*EXERCISE GOAL*: For this exercise, transcribe all the entries exactly as given and omit the images.

*INFORMATION SUPPLIED*:
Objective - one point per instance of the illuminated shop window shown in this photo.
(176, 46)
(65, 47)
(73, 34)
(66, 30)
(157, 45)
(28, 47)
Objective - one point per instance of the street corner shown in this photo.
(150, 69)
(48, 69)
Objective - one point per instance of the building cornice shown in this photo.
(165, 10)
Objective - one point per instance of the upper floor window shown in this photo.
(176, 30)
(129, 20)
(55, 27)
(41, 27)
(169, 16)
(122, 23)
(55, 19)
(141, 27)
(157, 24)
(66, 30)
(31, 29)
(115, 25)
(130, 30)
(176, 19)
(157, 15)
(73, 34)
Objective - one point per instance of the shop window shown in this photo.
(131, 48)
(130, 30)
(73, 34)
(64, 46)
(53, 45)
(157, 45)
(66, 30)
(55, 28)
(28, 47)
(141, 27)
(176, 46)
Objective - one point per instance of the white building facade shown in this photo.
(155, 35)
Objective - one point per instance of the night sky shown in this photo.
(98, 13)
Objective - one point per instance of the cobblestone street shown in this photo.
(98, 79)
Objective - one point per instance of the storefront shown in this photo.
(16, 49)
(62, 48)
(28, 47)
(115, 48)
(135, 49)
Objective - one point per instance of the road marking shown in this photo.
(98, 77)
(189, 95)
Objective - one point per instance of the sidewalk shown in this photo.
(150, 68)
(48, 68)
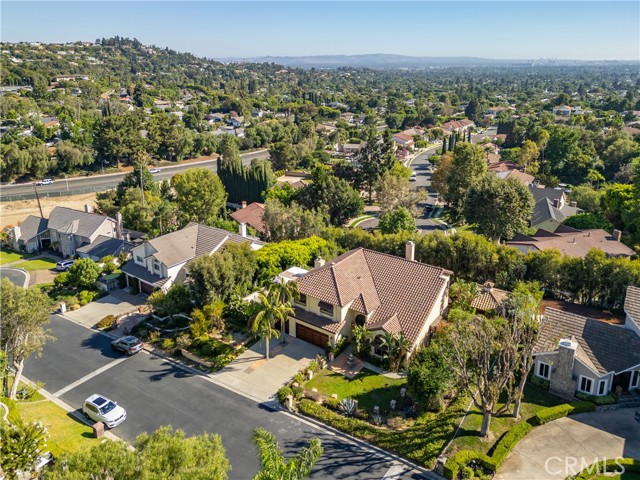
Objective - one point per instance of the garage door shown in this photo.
(312, 336)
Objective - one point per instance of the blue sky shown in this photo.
(503, 29)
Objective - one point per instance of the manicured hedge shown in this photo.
(612, 465)
(547, 415)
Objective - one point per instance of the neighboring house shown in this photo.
(251, 215)
(580, 354)
(573, 243)
(384, 293)
(104, 246)
(405, 141)
(161, 262)
(65, 231)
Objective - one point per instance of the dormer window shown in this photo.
(326, 309)
(302, 300)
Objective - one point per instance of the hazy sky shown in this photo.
(503, 29)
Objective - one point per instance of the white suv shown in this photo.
(100, 409)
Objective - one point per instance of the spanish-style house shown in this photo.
(65, 231)
(384, 293)
(580, 354)
(162, 261)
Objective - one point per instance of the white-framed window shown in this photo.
(544, 370)
(602, 387)
(585, 384)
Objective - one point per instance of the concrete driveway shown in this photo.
(567, 445)
(117, 303)
(255, 377)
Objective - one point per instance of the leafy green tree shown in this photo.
(218, 276)
(166, 454)
(396, 221)
(467, 167)
(25, 312)
(499, 208)
(273, 464)
(84, 273)
(200, 196)
(429, 376)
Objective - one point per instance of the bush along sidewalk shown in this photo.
(478, 463)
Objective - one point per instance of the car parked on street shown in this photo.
(100, 409)
(127, 344)
(64, 265)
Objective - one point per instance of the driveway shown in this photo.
(117, 303)
(567, 445)
(255, 377)
(17, 276)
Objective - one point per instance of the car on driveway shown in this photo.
(127, 344)
(64, 265)
(100, 409)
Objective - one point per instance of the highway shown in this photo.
(98, 183)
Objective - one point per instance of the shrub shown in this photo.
(107, 323)
(283, 393)
(598, 400)
(168, 344)
(553, 413)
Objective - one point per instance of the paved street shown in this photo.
(156, 392)
(103, 182)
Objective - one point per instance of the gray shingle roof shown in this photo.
(31, 227)
(608, 347)
(68, 220)
(632, 304)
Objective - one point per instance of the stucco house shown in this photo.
(384, 293)
(580, 354)
(162, 261)
(65, 231)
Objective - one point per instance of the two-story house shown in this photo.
(579, 354)
(65, 231)
(384, 293)
(162, 261)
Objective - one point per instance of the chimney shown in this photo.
(410, 251)
(562, 382)
(118, 225)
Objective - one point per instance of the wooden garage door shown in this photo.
(312, 336)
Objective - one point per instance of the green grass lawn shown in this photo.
(66, 433)
(369, 388)
(468, 437)
(43, 263)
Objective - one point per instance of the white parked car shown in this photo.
(100, 409)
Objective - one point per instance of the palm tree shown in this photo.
(269, 310)
(273, 464)
(286, 292)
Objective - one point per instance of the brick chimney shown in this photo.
(562, 382)
(410, 251)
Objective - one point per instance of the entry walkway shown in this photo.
(562, 447)
(255, 377)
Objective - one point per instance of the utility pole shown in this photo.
(38, 199)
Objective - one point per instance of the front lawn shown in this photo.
(468, 438)
(43, 263)
(368, 388)
(66, 434)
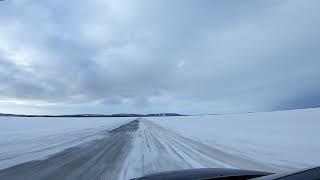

*ANSWER SPACE*:
Objective - one point per instance of the illuminated shop window shown in this photo.
(176, 46)
(65, 47)
(73, 34)
(66, 30)
(157, 45)
(28, 47)
Objective - one point per instance of the street corner shown in this photo.
(150, 69)
(48, 69)
Objective - one point per instance of the building cornice shown in this photo.
(165, 10)
Objective - one point per instance of the upper floor window shown in this photo.
(176, 30)
(129, 20)
(55, 27)
(41, 27)
(169, 16)
(122, 23)
(55, 19)
(141, 27)
(157, 24)
(66, 30)
(31, 29)
(115, 25)
(130, 30)
(176, 19)
(157, 15)
(73, 34)
Objective - one point per instance of the shop window shown in this photo.
(131, 48)
(130, 30)
(73, 34)
(64, 46)
(53, 45)
(157, 45)
(66, 30)
(55, 28)
(28, 47)
(141, 27)
(176, 46)
Objective - one point per instance of the white building facade shown in this photo.
(155, 35)
Objective - one point per instance of the night sky shown in this photo.
(98, 13)
Objective - one point per instance of the cobblestone street shown in this photo.
(98, 79)
Objective - one point per instance of the storefront shown in this photo.
(16, 49)
(62, 48)
(28, 47)
(115, 48)
(135, 49)
Objective - one point per instance of the road marking shown in this photo.
(98, 77)
(189, 95)
Objective - one point per instance of the sidewalk shown in this photo.
(150, 68)
(48, 68)
Objective - one point per instance of the garage door shown in this photo.
(312, 336)
Objective - one point per instance of the blue sky shown in this photo.
(503, 29)
Objective - one point per instance of the manicured hedge shown in this photo.
(612, 465)
(547, 415)
Objective - one point per instance of the neighboring house shown in this photo.
(251, 215)
(580, 354)
(573, 243)
(384, 293)
(104, 246)
(405, 141)
(161, 262)
(65, 231)
Objective - one point per instance of the dormer window shown in this photo.
(326, 309)
(302, 300)
Objective - one point per instance of the hazy sky shown in this photo.
(503, 29)
Objective - one point per instance of the white suv shown in this photo.
(100, 409)
Objective - one point per instance of the spanish-style house shown in this photo.
(65, 231)
(384, 293)
(580, 354)
(162, 261)
Objective - one point per instance of the white-framed window shown in this photo.
(544, 370)
(602, 387)
(585, 384)
Objective - one point per instance of the concrete driveway shown in this photo.
(567, 445)
(117, 303)
(255, 377)
Objective - one point per instance of the leafy green tree shown in this photo.
(218, 276)
(166, 454)
(396, 221)
(467, 167)
(25, 312)
(499, 208)
(273, 464)
(84, 273)
(200, 196)
(429, 376)
Objective - one point per instance of the bush along sidewalk shown in this photo.
(478, 463)
Objective - one point per instance of the car parked on street shown in this photo.
(100, 409)
(127, 344)
(64, 265)
Objective - one point per instance of the driveway shown in this photo.
(117, 303)
(567, 445)
(255, 377)
(17, 276)
Objective - one point per instance of the car on driveway shown in this photo.
(127, 344)
(64, 265)
(100, 409)
Objective - one point per instance of the highway shown in this photo.
(98, 183)
Objective - one point per instance of the shrub shown in this photo.
(107, 323)
(283, 393)
(598, 400)
(168, 344)
(553, 413)
Objective - one point per instance of the paved street shown in this photo.
(156, 392)
(103, 182)
Objective - one point per instance of the gray shingle roof shown in this photo.
(31, 227)
(608, 347)
(68, 220)
(632, 304)
Objective - one point per instance of the stucco house shown in this photo.
(384, 293)
(580, 354)
(162, 261)
(65, 231)
Objective - one point per instance of the two-story house shown in this photo.
(579, 354)
(65, 231)
(384, 293)
(162, 261)
Objective - one point per instance of the chimney shown in this photo.
(410, 251)
(562, 382)
(118, 225)
Objective - one point per instance of the wooden garage door shown in this photo.
(312, 336)
Objective - one point per instance of the green grass lawn shown in this photo.
(66, 433)
(369, 388)
(468, 437)
(43, 263)
Objective - one point per instance of the white parked car shown in this photo.
(100, 409)
Objective - one point per instance of the palm tree shown in this photo.
(269, 310)
(273, 464)
(286, 292)
Objective - one point per instance of the brick chimney shown in this photo.
(562, 382)
(410, 251)
Objective - one point per instance of the entry walkway shown in this photo.
(562, 447)
(255, 377)
Objective - one point per instance of the utility pole shown in this photo.
(38, 199)
Objective - one point per instance of the front lawn shown in this photo.
(468, 438)
(43, 263)
(368, 388)
(66, 434)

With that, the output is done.